(Stored items)
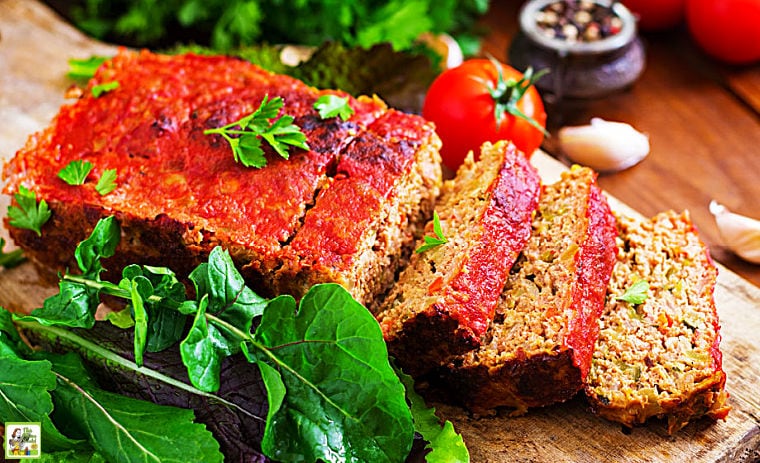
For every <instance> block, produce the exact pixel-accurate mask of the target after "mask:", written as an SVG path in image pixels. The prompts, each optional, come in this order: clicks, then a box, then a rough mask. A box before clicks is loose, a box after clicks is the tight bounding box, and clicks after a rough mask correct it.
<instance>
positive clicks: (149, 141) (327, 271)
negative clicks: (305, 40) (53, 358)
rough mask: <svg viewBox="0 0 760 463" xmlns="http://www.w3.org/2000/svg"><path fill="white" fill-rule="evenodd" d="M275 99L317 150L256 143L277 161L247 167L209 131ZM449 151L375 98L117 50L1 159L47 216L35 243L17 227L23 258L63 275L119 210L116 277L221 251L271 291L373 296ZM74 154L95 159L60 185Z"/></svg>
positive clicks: (412, 233)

* **Exercise instructions**
Your answer must restate the entries word for word and contain no pictures.

* **Result of the exercise**
For every <instance> block, produce the exact pixel-accurate mask of the target after "mask:", written as an SVG path in image pixels. The prompts, each optional, come in this order: clicks, then a box, then a rough mask. A box before clicks is loose, a box after clicks is the tight bounding box, and clicks after a rough mask correct it.
<instance>
positive clicks: (149, 141) (327, 271)
negative clicks: (305, 40) (53, 358)
rough mask: <svg viewBox="0 0 760 463" xmlns="http://www.w3.org/2000/svg"><path fill="white" fill-rule="evenodd" d="M275 99L317 150L256 143L277 161L247 167L209 131ZM449 151L375 98L117 50L1 159L47 216L35 243L17 227L23 258L63 275L119 210L116 277L221 251L271 291L373 296ZM74 154L95 159L60 185Z"/></svg>
positive clicks: (412, 233)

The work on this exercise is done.